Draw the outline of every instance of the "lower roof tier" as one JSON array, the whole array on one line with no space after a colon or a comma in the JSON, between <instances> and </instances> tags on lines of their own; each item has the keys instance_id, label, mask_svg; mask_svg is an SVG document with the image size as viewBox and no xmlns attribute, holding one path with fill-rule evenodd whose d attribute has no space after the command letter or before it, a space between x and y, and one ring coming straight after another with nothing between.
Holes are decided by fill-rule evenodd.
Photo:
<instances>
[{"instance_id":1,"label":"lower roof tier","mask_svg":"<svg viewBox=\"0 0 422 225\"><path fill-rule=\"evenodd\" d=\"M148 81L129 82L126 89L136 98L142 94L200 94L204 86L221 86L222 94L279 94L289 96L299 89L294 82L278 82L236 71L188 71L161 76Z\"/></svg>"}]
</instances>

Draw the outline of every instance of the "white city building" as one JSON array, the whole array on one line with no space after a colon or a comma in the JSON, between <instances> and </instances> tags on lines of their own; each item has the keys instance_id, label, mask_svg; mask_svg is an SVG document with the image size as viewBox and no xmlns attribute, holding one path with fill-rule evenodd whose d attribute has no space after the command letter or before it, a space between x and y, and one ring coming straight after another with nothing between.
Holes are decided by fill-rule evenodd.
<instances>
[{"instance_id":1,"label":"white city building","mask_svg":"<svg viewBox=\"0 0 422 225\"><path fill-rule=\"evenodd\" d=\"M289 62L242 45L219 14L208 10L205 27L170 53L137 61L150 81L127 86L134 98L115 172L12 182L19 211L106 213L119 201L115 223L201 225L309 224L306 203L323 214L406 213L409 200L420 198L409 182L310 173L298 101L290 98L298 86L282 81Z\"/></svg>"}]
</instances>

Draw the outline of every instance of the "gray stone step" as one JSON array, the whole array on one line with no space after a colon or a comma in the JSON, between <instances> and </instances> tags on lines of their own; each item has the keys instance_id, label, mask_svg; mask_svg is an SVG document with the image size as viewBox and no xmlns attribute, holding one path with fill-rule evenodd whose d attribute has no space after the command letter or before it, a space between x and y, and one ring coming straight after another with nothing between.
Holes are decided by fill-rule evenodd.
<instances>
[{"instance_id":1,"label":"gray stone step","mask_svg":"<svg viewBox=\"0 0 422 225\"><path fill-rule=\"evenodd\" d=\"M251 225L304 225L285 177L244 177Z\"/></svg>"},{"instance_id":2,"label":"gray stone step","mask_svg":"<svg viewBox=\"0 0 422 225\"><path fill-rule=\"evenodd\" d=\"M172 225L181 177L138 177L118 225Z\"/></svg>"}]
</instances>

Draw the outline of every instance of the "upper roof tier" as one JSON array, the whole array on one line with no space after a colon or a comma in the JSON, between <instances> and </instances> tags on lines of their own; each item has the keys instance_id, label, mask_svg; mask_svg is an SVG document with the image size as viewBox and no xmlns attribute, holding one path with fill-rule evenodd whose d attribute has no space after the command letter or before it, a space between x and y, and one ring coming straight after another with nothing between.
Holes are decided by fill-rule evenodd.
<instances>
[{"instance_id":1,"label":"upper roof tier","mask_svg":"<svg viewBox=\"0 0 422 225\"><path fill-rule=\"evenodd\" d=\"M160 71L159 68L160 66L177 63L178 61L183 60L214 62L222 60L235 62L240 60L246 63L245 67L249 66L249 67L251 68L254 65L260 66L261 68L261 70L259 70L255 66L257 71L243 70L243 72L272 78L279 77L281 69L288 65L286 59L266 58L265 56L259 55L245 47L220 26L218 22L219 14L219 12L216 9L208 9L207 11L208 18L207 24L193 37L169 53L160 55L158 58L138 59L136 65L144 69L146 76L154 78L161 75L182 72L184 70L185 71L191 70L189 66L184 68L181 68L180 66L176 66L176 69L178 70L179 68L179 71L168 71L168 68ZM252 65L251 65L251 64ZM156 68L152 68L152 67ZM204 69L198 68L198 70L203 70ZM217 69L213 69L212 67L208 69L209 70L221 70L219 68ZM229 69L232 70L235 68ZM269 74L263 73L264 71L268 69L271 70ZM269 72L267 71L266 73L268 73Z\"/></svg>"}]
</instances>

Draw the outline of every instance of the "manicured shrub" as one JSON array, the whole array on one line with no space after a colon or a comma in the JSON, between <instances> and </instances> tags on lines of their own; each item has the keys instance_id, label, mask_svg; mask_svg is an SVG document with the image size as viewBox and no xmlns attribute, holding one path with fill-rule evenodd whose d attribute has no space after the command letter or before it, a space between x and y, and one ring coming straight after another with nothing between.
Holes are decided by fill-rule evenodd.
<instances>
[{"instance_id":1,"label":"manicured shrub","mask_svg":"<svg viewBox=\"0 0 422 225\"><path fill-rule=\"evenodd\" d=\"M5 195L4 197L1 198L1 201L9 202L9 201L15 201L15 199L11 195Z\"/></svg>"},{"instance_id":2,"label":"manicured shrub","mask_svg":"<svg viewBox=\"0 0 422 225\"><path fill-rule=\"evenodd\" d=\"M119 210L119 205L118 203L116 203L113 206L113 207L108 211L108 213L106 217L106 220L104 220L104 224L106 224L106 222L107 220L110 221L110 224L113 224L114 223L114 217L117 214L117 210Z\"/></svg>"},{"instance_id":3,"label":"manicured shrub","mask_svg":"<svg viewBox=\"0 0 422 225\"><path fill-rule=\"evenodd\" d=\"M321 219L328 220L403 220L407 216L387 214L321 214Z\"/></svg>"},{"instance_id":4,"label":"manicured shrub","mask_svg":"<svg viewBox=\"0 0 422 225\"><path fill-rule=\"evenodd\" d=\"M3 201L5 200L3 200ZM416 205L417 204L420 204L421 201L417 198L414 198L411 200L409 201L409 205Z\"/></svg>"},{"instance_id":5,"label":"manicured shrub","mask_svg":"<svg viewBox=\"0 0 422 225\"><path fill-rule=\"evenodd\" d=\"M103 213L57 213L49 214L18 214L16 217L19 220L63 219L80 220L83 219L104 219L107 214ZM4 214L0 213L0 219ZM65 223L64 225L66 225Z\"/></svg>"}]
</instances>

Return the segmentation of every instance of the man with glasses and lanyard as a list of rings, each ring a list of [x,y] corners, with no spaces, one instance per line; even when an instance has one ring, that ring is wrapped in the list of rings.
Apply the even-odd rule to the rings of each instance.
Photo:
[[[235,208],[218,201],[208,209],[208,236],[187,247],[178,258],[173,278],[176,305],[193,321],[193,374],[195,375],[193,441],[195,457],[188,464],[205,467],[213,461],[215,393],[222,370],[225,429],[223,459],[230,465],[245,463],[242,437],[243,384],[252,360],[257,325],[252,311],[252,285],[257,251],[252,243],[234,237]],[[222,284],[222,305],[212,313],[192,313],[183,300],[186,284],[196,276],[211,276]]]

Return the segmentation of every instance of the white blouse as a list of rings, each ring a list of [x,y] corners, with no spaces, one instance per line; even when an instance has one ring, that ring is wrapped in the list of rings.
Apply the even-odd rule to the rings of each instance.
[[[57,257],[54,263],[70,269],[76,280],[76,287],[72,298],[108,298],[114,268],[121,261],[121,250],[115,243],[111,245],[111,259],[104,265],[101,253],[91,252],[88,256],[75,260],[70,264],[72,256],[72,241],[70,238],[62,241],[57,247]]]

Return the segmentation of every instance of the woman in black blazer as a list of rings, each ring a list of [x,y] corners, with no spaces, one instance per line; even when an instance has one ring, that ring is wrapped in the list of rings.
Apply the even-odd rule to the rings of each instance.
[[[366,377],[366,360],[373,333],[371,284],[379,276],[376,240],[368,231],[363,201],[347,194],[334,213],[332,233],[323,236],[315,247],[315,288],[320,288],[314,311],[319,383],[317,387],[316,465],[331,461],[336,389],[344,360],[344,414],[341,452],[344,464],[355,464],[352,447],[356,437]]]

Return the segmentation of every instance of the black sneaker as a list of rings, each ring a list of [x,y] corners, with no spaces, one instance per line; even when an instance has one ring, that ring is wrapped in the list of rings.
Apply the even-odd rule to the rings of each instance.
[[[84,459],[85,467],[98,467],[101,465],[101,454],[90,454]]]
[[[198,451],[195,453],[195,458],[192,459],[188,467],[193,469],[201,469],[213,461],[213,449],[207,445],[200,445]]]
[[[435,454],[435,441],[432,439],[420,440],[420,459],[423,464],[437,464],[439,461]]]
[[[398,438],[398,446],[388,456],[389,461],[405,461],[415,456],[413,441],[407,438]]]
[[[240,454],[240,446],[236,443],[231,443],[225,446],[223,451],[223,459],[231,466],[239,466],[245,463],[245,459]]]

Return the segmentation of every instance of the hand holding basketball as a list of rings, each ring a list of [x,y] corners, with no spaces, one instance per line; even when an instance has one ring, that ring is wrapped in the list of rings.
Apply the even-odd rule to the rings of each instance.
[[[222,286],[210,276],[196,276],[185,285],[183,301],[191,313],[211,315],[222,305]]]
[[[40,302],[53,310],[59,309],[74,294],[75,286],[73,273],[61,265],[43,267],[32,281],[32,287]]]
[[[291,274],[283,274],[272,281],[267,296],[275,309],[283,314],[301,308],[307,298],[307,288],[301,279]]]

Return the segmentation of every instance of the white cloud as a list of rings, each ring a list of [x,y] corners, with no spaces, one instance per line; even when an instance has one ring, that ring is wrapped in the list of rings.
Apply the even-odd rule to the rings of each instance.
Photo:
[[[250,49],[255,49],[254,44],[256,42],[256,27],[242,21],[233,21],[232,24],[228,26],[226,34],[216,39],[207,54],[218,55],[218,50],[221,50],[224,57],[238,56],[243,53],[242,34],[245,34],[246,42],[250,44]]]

*TASK STATEMENT*
Express the lines from the one containing "Return the segmentation of every instance of the white cloud" through the final line above as a JSON list of strings, one string per line, with blank lines omitted.

*OUTPUT FOR THIS TASK*
[
  "Return the segmentation of every instance of the white cloud as a list of rings, each ring a list of [x,y] corners, with no spaces, one instance per line; even when an instance has one ring, that ring is wrapped in the list of rings.",
  "Apply the even-odd rule to the rings of each instance.",
  "Photo:",
  "[[[250,49],[255,49],[254,44],[256,42],[256,27],[242,21],[233,21],[232,24],[228,26],[226,34],[216,39],[207,54],[218,55],[218,50],[221,50],[224,57],[238,56],[243,53],[242,34],[245,34],[246,42],[250,44]]]"
]